**Texte fourni:**
-.-.-

Qu'en est-il du don ? Peut-on en quelque sorte « tester »cette définition en l'appliquant au don ? Envisageons successivement les bonnes raisons énoncées par les acteurs, puis la question du retour (contre-don). 

 

LE DISCOURS

 

L'observation de l'interprétation que font les acteurs du don dans la société actuelle confirme remarquablement ce rejet de l'explication par la tradition, par la contrainte sociale pesant sur l'individu, tradition qui conduirait l'individu à donner de façon non rationnelle. Presque unanimement [4], les personnes qui parlent du don aujourd'hui rejettent cette interprétation. Elles insistent même pour prendre distance vis-à-vis des obligations, des traditions, des coutumes comme motivations qui les poussent à donner. Tout en reconnaissant que dans certaines circonstances il faut bien faire des dons conventionnels, ce type de don se situe au niveau le plus bas de la hiérarchie ; à la limite, pour les individus modernes, ce n'est pas un « vrai don ». Autrement dit la tradition, la convention sociale, la coutume ne sont pas pour l'individu moderne de bonnes raisons de donner. 

La question qui se pose aussitôt a trait à la nature de ces bonnes raisons : pour beaucoup de sociologues, elles semblent se limiter à l'intérêt. Cherchez l'intérêt, cherchez comment tel comportement ou telle croyance profite à son auteur, et vous comprendrez le comportement. C'est d'ailleurs à ce type de compréhension que se réfère Boudon dans ses illustrations les plus connues. Ainsi, il utilise souvent le cas des taux élevés de natalité dans des pays où la sécurité sociale est à peu près inexistante. Le sociologue a tendance à juger ces comportements natalistes irrationnels, correspondant à des coutumes dont l'individu est incapable de se dégager ; alors que si l'on prend en considération cette absence de sécurité sociale, on comprend qu'il est dans l'intérêt des membres de ces sociétés d'avoir plusieurs enfants sur lesquels ils pourront compter éventuellement. Même si - on le verra - l'intérêt du paradigme développé par Boudon réside justement dans l'effort pour aller au-delà de la rationalité instrumentale (utilitaire), il faut d'abord se pencher sur cette première question qui vient presque naturellement à l'esprit moderne à propos du don : si ce n'est pas pour obéir à une coutume, la bonne raison de donner est-elle l'intérêt ? Autrement dit, donne-t-on pour recevoir, le don est-il une forme plus ou moins déguisée d'échange marchand ? L'énoncé sémantique de la rationalité du don serait de la forme : « X a de bonnes raisons de donner Y, car il le fait pour recevoir Z ».

-.-.-

**Problèmes à résoudre:**
[A] D'après la phrase du passage sur le don qui commence par « Autrement dit la tradition », quelles choses ne sont pas, pour l'individu moderne, de bonnes raisons de donner ?
[B] Prolongez le passage sur le don au-delà de sa dernière phrase.

[Enregistrements]
-.-.-

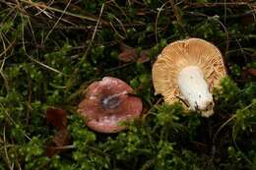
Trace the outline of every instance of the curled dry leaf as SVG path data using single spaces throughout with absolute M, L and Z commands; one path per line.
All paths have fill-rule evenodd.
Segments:
M 48 157 L 59 153 L 62 146 L 69 143 L 69 134 L 67 130 L 67 113 L 60 108 L 49 108 L 46 111 L 46 120 L 58 131 L 55 133 L 50 144 L 46 147 Z
M 138 58 L 137 63 L 146 63 L 149 62 L 151 59 L 149 57 L 149 50 L 142 50 L 141 56 Z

-.-.-

**Réponses aux exercices:**
[A] La tradition, la convention sociale, la coutume.

[B]
En fait, l'observation du discours des acteurs sur le don permet de constater que les acteurs engagés dans un rapport de don nient tout autant être d'abord motivés par l'intérêt (au sens de donner dans le but de recevoir en retour, sur le modèle de l'échange marchand, comme dans l'illustration du taux de naissance élevé rapporté plus haut) que par l'obéissance à une coutume ou à une tradition. En tout cas ce n'est pas pour eux la principale raison du don. Et sans nier le fait qu'il arrive de donner pour recevoir, ce comportement est considéré, tout autant que donner par obligation, comme fort éloigné d'un « vrai don ». 

Conformément au précepte de Boudon, prenons au sérieux le discours des acteurs plutôt que de conclure comme on l'a fait si souvent à des motivations cachées, non avouées [5]. Si autant la coutume que l'intérêt (rationalité utilitaire) sont récusés par les acteurs, quelles sont donc alors les « bonnes raisons » qui rendent compte du don ? Le paradigme de l'individualisme méthodologique élargi fournit au sociologue « une palette de types de rationalité » (1993 : 38) : outre la rationalité utilitaire, Boudon [6] identifie la rationalité téléologique, axiologique, traditionnelle, cognitive. Il distingue également entre la rationalité objective et subjective, cette dernière s'appliquant notamment au cas où même si l'acteur est objectivement dans l'erreur, il peut avoir de bonnes raisons de penser ce qu'il pense. Malgré tout cet arsenal, la réponse n'est pas facile. Les raisons fournies sont nombreuses et dans un premier temps on peut distinguer entre les raisons plus générales qui répondent à la question « pourquoi donne-t-on ? », et les raisons immédiates qui servent à rendre compte d'un comportement de don particulier. 

Pourquoi donne-t-on en général ? À cette question la réponse la plus courante a trait au désir de faire partie d'un monde où les choses circulent et nous reviennent, et on veut en être. « C'est une roue qui tourne », dit-on, ou en anglais, « what goes around comes around ». Il y a comme un devoir, mais aussi un besoin d'être membre de ce cercle étrange, qui s'étend comme une sorte de loi universelle qui nous dépasse, et a laquelle on est libre de participer par ailleurs, mais à laquelle on souhaite participer. Quant à ce que Boudon appelle les croyances, on retrouve quelque chose qui ressemble au modèle holiste de la société, quelque chose qui dépasse l'individu et est plus grand que lui. 

En ce qui concerne les raisons propres à un geste de don en particulier, celles-ci sont variées. Lorsqu'on demandait à Montaigne les « bonnes raisons » qui rendaient compte de la relation entre lui et La Boétie, il répondait : « Parce que c'est lui, parce que c'est moi ». Les bonnes raisons du don relèvent souvent de ce modèle : la reconnaissance, le plaisir de donner (qui provient de différents sentiments incluant le plaisir de l'autre), l'amour de l'autre, et même l'intérêt, mais celui du donataire et non celui du donateur, sont parmi les raisons les plus fréquemment énoncées pour rendre compte d'un geste spécifique de don.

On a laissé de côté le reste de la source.